▶ _WORK TO COMPLETE_: From the line containing "white petal in the photo above." onward, every line of the entries is to be set down exactly, the last line included.

BEGIN

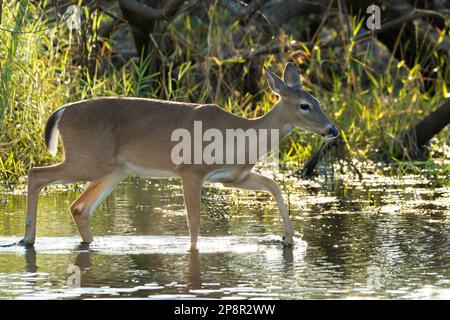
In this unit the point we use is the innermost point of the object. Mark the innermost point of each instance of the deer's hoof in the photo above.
(25, 243)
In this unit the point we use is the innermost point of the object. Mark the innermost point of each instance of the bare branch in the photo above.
(414, 14)
(140, 9)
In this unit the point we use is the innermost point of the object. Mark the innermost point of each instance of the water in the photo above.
(379, 238)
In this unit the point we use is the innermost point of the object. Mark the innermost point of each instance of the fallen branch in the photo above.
(414, 14)
(149, 13)
(415, 141)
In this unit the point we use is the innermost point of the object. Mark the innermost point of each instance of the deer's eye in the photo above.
(304, 107)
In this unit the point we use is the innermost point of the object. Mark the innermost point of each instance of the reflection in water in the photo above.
(379, 239)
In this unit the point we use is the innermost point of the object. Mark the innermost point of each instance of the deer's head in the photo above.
(300, 108)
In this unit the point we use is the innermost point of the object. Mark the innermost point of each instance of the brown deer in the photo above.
(107, 139)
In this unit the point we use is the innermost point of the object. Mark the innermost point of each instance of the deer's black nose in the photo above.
(333, 131)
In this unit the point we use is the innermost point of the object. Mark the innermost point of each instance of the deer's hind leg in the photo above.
(95, 192)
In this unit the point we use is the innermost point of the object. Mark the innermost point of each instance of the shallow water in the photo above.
(382, 238)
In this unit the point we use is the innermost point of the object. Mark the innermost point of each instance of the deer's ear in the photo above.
(291, 76)
(275, 83)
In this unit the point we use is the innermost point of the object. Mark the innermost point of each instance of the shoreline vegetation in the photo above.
(213, 52)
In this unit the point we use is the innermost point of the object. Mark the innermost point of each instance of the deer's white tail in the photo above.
(51, 132)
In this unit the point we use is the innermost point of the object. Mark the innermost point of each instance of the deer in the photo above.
(104, 140)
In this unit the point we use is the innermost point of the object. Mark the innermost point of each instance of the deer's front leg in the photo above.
(256, 181)
(192, 189)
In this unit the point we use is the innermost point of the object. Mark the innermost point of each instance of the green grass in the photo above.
(41, 70)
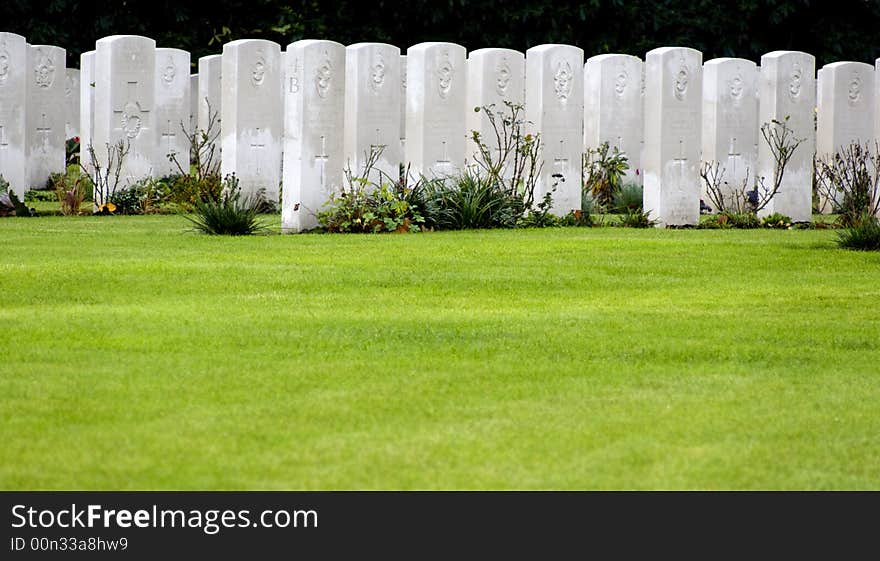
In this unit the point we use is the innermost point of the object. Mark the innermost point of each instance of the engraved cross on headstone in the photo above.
(322, 161)
(44, 130)
(378, 144)
(170, 136)
(560, 162)
(733, 157)
(130, 98)
(681, 162)
(444, 162)
(257, 144)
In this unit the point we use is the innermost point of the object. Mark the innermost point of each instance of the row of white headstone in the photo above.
(299, 118)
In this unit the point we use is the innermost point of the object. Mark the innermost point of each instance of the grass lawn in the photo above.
(142, 356)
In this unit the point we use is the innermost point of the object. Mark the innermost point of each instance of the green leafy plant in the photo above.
(71, 190)
(199, 176)
(233, 214)
(472, 200)
(636, 218)
(864, 234)
(849, 183)
(366, 207)
(777, 221)
(10, 205)
(512, 161)
(628, 198)
(753, 194)
(603, 171)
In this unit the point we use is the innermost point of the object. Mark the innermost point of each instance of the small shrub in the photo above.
(71, 146)
(71, 190)
(10, 205)
(864, 235)
(365, 207)
(628, 198)
(848, 183)
(472, 201)
(540, 216)
(233, 214)
(741, 220)
(777, 221)
(636, 218)
(603, 171)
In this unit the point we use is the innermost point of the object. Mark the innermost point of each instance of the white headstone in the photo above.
(172, 111)
(45, 113)
(730, 124)
(13, 95)
(673, 101)
(495, 76)
(71, 103)
(846, 111)
(314, 102)
(125, 68)
(86, 107)
(252, 115)
(372, 109)
(193, 102)
(435, 108)
(210, 87)
(613, 107)
(555, 111)
(788, 91)
(403, 104)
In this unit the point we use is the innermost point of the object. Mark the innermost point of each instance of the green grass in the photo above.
(142, 356)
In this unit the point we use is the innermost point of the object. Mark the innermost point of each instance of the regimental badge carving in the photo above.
(563, 81)
(44, 70)
(294, 77)
(258, 71)
(324, 75)
(620, 82)
(736, 86)
(503, 75)
(445, 73)
(680, 83)
(4, 63)
(642, 76)
(131, 119)
(854, 89)
(794, 84)
(377, 73)
(169, 72)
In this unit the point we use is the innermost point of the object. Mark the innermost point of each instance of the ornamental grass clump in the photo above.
(230, 214)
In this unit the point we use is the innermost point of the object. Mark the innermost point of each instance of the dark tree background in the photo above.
(832, 31)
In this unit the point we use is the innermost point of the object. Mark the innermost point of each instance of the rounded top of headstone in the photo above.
(241, 43)
(369, 46)
(489, 51)
(782, 54)
(846, 64)
(9, 36)
(172, 51)
(123, 38)
(553, 46)
(663, 51)
(303, 43)
(612, 56)
(723, 61)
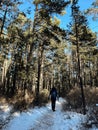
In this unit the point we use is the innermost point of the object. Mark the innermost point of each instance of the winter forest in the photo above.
(37, 54)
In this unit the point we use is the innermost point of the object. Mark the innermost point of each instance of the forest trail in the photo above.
(45, 119)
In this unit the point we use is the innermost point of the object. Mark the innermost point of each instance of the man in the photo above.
(53, 94)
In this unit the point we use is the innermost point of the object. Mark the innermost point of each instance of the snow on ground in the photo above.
(45, 119)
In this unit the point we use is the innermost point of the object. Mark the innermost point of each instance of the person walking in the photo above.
(53, 94)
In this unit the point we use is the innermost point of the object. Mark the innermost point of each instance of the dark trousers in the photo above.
(53, 102)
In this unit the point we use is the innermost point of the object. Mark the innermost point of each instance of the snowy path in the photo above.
(45, 119)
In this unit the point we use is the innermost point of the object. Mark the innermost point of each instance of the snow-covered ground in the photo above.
(43, 119)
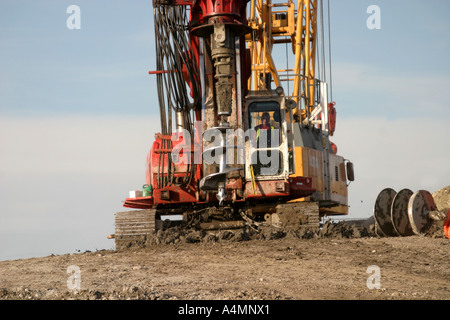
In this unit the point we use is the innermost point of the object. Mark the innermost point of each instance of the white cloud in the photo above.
(405, 93)
(63, 178)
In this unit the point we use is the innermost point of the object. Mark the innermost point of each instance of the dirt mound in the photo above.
(330, 229)
(442, 199)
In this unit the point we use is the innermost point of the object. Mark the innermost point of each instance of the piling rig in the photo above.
(218, 161)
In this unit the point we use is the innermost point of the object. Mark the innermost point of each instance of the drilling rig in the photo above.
(245, 119)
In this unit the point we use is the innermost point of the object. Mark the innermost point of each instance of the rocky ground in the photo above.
(341, 261)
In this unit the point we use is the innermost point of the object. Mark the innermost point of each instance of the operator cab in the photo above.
(266, 124)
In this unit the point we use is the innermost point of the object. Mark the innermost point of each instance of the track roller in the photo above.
(399, 213)
(382, 213)
(422, 212)
(406, 213)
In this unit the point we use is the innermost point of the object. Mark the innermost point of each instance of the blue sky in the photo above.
(78, 111)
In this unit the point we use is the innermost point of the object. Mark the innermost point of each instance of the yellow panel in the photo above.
(308, 163)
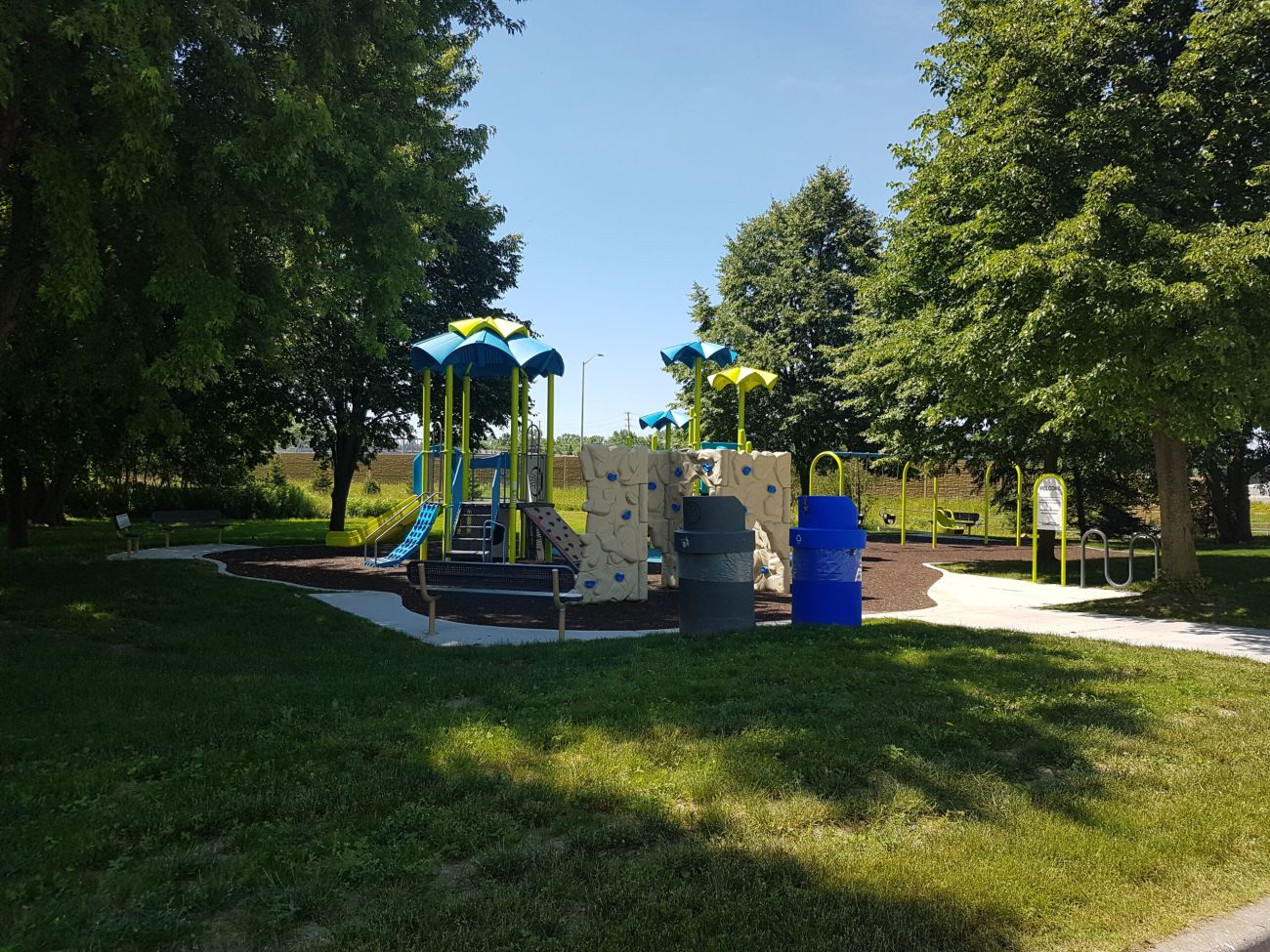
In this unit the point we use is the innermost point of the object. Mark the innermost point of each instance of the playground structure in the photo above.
(697, 354)
(743, 379)
(943, 520)
(633, 494)
(667, 420)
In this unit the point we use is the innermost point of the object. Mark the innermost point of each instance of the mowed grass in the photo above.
(1236, 589)
(197, 762)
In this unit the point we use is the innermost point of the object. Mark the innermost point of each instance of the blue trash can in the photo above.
(828, 561)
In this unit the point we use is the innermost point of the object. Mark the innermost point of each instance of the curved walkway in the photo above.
(960, 600)
(985, 601)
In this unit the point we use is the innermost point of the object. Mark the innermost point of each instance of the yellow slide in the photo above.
(402, 516)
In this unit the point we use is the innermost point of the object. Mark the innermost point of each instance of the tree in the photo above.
(1084, 239)
(1228, 465)
(169, 170)
(787, 304)
(356, 389)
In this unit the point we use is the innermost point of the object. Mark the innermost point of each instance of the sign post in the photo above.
(1049, 512)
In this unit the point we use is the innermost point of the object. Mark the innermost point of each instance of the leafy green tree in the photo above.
(356, 392)
(170, 172)
(787, 305)
(1084, 239)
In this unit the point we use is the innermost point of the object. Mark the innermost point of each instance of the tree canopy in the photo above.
(787, 305)
(1083, 242)
(173, 174)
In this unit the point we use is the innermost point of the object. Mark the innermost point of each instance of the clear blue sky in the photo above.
(631, 139)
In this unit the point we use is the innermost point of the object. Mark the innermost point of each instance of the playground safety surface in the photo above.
(894, 580)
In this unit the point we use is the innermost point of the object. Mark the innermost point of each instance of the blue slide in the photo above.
(418, 532)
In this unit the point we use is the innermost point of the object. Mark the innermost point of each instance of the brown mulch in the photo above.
(894, 579)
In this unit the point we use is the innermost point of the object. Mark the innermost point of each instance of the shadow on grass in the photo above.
(642, 794)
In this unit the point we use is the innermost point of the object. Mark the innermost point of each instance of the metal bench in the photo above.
(130, 536)
(437, 578)
(172, 519)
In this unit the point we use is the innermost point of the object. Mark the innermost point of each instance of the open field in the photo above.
(190, 761)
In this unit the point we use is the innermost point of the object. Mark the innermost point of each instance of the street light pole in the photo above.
(582, 414)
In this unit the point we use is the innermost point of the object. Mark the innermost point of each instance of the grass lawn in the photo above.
(1237, 591)
(197, 762)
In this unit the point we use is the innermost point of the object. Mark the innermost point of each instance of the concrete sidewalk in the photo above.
(985, 601)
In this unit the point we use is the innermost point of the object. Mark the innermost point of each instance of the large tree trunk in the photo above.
(343, 466)
(14, 503)
(1179, 562)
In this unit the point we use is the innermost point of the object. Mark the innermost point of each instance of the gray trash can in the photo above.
(716, 566)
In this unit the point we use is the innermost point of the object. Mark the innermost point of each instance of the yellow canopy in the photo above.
(502, 326)
(744, 379)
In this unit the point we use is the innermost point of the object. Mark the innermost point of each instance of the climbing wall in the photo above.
(614, 546)
(761, 481)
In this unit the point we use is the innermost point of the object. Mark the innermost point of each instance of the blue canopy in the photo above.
(664, 419)
(695, 351)
(536, 358)
(483, 354)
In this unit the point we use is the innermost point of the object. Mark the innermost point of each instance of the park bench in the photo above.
(172, 519)
(437, 578)
(130, 536)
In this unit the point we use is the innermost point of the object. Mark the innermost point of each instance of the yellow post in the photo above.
(525, 439)
(512, 469)
(695, 427)
(1062, 519)
(903, 506)
(447, 455)
(1019, 507)
(550, 445)
(987, 500)
(935, 512)
(465, 430)
(426, 444)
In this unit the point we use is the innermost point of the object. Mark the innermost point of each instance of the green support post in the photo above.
(695, 426)
(512, 469)
(550, 447)
(426, 444)
(903, 506)
(447, 455)
(465, 430)
(525, 476)
(1019, 508)
(935, 512)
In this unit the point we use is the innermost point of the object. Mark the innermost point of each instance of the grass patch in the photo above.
(190, 761)
(1237, 588)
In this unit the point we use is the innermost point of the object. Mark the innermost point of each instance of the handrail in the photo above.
(381, 531)
(837, 458)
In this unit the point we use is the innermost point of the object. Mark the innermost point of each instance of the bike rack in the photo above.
(1106, 557)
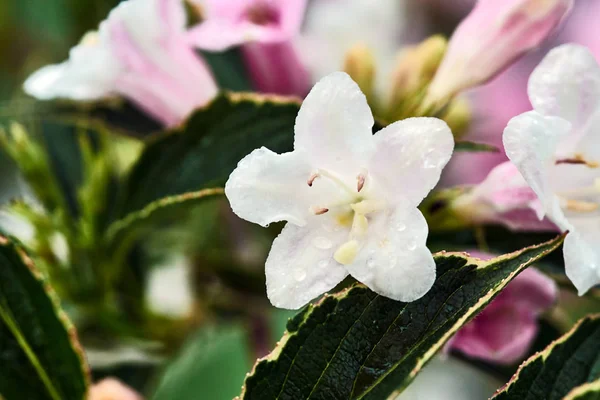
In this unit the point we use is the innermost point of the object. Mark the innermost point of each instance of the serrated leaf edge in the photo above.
(544, 354)
(481, 264)
(117, 226)
(586, 388)
(62, 316)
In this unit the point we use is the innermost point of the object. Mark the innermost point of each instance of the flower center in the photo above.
(262, 13)
(584, 199)
(354, 212)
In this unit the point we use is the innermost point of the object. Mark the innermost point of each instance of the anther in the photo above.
(312, 178)
(581, 206)
(360, 182)
(318, 210)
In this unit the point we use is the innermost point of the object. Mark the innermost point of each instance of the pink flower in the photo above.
(140, 52)
(503, 332)
(112, 389)
(264, 29)
(490, 38)
(231, 23)
(503, 197)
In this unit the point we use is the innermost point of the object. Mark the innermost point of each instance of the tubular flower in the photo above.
(503, 332)
(350, 198)
(140, 52)
(503, 197)
(491, 37)
(556, 149)
(264, 29)
(231, 23)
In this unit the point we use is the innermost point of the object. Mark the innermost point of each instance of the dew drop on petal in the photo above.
(299, 274)
(322, 243)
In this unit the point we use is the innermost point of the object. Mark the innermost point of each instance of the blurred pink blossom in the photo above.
(504, 197)
(140, 52)
(265, 30)
(503, 332)
(490, 38)
(112, 389)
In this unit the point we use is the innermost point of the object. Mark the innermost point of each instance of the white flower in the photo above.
(350, 198)
(556, 148)
(140, 51)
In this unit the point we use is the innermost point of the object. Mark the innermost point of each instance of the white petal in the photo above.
(566, 84)
(582, 260)
(409, 157)
(395, 261)
(88, 74)
(268, 187)
(300, 265)
(530, 141)
(334, 125)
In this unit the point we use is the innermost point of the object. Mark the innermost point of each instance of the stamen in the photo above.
(312, 178)
(366, 206)
(581, 206)
(360, 224)
(318, 210)
(578, 159)
(346, 253)
(360, 182)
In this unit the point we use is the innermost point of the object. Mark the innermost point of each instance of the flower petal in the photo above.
(89, 74)
(530, 141)
(230, 23)
(300, 265)
(395, 262)
(409, 157)
(566, 84)
(267, 187)
(334, 125)
(582, 256)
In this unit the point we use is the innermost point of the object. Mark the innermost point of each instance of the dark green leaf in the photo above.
(569, 362)
(211, 366)
(463, 145)
(228, 69)
(135, 221)
(587, 391)
(358, 345)
(202, 152)
(39, 352)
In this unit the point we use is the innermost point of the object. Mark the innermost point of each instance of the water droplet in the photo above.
(322, 243)
(299, 274)
(429, 164)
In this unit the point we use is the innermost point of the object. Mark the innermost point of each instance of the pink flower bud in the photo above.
(490, 38)
(503, 332)
(112, 389)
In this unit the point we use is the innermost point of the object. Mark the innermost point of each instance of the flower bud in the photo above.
(360, 65)
(491, 37)
(112, 389)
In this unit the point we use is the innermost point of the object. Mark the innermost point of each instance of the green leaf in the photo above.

END

▶ _WRITTEN ANSWER_:
In this unit the point we use is the innermost point of the object. Mark the innermost point of each instance of the white petal in the photo above.
(566, 84)
(582, 260)
(409, 157)
(395, 261)
(88, 74)
(268, 187)
(300, 265)
(530, 141)
(334, 125)
In this unit the point we use is the innermost point of the object. Mark the innermost point of each instance of the stamen in the photo above.
(312, 178)
(366, 206)
(581, 206)
(360, 224)
(318, 210)
(578, 159)
(346, 253)
(360, 182)
In this unit the point we use is the innermost point of the object. Mark the innermost point of each instance of the flower petal in the photo above.
(89, 74)
(530, 141)
(230, 23)
(300, 265)
(395, 262)
(409, 157)
(566, 84)
(267, 187)
(334, 125)
(582, 256)
In this unit the point we use is the innermost point of the object. Mark the innermost point of each instance of the dark green leaf in the photo above.
(569, 362)
(211, 366)
(463, 145)
(228, 69)
(135, 221)
(587, 391)
(358, 345)
(202, 152)
(39, 352)
In this unit the point we use is the innermost point of the object. Mark the innermost point of each instance of the water droplet in the photo above.
(322, 243)
(299, 274)
(429, 164)
In this unit the point we use is the innermost point of the object. Mark the innermost point of each instance of the pink flower bud in the photo above.
(490, 38)
(503, 332)
(112, 389)
In this unit the point we use is the innermost point of the object. Mark the innermost point of each instance of the flower bud in the photo above.
(360, 65)
(491, 37)
(112, 389)
In this unit the point we use is the innermost point of the object. Mark the innermost point of each instance of the green leaf in the photo above.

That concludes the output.